**ASSIGNED TASK:** Could you print the lines below exactly, from the one holding "Precision agriculture: your job is to find red stripe" through the last line, with no other output?

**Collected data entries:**

= = =

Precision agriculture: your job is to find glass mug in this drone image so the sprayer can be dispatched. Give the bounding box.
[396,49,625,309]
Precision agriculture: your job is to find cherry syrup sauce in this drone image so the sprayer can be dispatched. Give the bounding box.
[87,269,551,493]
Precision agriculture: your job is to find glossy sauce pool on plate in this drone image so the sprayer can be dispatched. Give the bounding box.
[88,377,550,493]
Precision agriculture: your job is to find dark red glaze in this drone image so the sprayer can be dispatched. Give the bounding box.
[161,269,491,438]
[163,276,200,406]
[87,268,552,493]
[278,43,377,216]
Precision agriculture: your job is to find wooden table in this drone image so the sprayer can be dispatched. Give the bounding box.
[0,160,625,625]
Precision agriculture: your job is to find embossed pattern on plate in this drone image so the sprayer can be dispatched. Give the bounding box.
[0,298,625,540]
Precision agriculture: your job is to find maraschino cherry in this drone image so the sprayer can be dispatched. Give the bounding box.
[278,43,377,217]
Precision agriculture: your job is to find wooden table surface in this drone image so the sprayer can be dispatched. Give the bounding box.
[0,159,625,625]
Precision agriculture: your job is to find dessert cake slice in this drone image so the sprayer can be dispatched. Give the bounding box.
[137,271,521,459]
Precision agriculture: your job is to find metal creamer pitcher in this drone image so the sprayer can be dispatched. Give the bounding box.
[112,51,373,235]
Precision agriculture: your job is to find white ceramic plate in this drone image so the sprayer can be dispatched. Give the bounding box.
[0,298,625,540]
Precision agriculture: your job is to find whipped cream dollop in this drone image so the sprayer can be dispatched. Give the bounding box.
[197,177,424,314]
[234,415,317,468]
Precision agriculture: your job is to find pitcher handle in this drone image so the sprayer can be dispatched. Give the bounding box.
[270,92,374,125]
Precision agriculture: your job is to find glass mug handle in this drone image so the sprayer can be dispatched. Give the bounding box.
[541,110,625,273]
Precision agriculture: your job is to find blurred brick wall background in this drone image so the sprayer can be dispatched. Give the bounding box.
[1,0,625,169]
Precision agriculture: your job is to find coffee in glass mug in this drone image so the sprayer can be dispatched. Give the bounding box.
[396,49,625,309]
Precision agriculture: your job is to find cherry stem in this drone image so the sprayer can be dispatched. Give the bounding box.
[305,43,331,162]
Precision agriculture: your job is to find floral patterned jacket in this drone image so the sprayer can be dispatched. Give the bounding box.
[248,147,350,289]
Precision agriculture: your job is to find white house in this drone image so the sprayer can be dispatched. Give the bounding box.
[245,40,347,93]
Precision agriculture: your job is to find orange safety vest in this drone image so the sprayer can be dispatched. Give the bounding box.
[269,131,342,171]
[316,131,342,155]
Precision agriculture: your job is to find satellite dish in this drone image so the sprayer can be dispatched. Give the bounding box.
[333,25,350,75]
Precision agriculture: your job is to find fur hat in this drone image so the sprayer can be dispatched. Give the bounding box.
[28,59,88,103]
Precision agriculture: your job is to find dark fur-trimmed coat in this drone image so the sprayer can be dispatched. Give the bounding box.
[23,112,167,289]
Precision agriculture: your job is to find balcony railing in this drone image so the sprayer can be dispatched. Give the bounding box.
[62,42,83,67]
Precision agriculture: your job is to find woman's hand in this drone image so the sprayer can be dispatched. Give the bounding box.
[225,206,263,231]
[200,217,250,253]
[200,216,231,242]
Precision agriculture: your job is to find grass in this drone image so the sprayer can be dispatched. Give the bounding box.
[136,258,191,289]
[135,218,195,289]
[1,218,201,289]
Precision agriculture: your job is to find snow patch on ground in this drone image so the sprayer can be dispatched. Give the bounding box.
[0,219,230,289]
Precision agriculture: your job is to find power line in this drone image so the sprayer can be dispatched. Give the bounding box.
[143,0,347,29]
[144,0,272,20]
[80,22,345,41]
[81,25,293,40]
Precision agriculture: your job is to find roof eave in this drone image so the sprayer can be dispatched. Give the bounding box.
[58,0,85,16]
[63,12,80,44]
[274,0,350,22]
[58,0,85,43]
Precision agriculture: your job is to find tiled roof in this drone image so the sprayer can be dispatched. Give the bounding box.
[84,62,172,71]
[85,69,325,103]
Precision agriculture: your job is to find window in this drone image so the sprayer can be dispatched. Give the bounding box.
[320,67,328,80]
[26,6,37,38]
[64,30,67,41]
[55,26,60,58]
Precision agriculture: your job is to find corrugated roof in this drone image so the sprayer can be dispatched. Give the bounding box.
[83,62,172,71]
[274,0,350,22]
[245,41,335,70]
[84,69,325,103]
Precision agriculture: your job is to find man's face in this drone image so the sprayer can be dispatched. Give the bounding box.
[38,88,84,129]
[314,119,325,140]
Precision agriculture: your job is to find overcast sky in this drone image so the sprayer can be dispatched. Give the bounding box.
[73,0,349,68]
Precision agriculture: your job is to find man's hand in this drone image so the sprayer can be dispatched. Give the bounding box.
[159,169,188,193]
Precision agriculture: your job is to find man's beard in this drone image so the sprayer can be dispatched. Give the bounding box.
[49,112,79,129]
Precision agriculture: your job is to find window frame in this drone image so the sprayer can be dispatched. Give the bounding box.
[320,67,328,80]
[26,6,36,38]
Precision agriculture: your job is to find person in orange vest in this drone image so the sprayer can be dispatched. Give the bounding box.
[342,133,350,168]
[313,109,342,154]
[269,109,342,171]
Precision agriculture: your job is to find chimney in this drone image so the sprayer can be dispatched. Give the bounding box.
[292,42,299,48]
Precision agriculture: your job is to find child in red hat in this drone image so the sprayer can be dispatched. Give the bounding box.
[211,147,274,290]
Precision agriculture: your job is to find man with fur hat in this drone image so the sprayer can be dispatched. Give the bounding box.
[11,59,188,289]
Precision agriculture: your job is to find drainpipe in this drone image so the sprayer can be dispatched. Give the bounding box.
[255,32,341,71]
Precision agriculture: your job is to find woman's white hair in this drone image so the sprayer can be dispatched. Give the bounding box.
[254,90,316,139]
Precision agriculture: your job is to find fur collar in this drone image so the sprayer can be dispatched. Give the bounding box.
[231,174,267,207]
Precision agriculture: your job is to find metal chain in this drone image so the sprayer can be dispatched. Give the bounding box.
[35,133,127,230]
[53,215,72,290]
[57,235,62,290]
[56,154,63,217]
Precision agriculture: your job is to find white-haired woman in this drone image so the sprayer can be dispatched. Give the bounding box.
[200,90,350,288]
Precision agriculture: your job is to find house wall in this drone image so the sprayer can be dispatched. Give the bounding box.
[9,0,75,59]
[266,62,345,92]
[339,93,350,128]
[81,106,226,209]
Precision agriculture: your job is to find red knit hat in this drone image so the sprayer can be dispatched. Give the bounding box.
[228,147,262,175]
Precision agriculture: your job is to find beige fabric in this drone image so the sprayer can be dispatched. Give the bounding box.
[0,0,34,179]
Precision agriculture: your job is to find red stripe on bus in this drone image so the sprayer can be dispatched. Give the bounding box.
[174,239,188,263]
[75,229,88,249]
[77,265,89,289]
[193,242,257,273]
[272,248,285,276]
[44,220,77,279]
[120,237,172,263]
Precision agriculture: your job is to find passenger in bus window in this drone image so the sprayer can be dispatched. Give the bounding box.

= = =

**SOLUTION FOR THIS PROBLEM:**
Precision agriculture: your job is to find red stripe on bus in this drone image so the sprayer can be dispatched. Give the bounding box.
[174,239,188,263]
[75,229,88,249]
[77,265,89,289]
[193,242,257,273]
[272,248,285,276]
[44,220,77,279]
[120,237,172,263]
Precision agriculture: your job is to find passenger in bus window in this drone image so the sprayer can be dispatched. Give the bounding box.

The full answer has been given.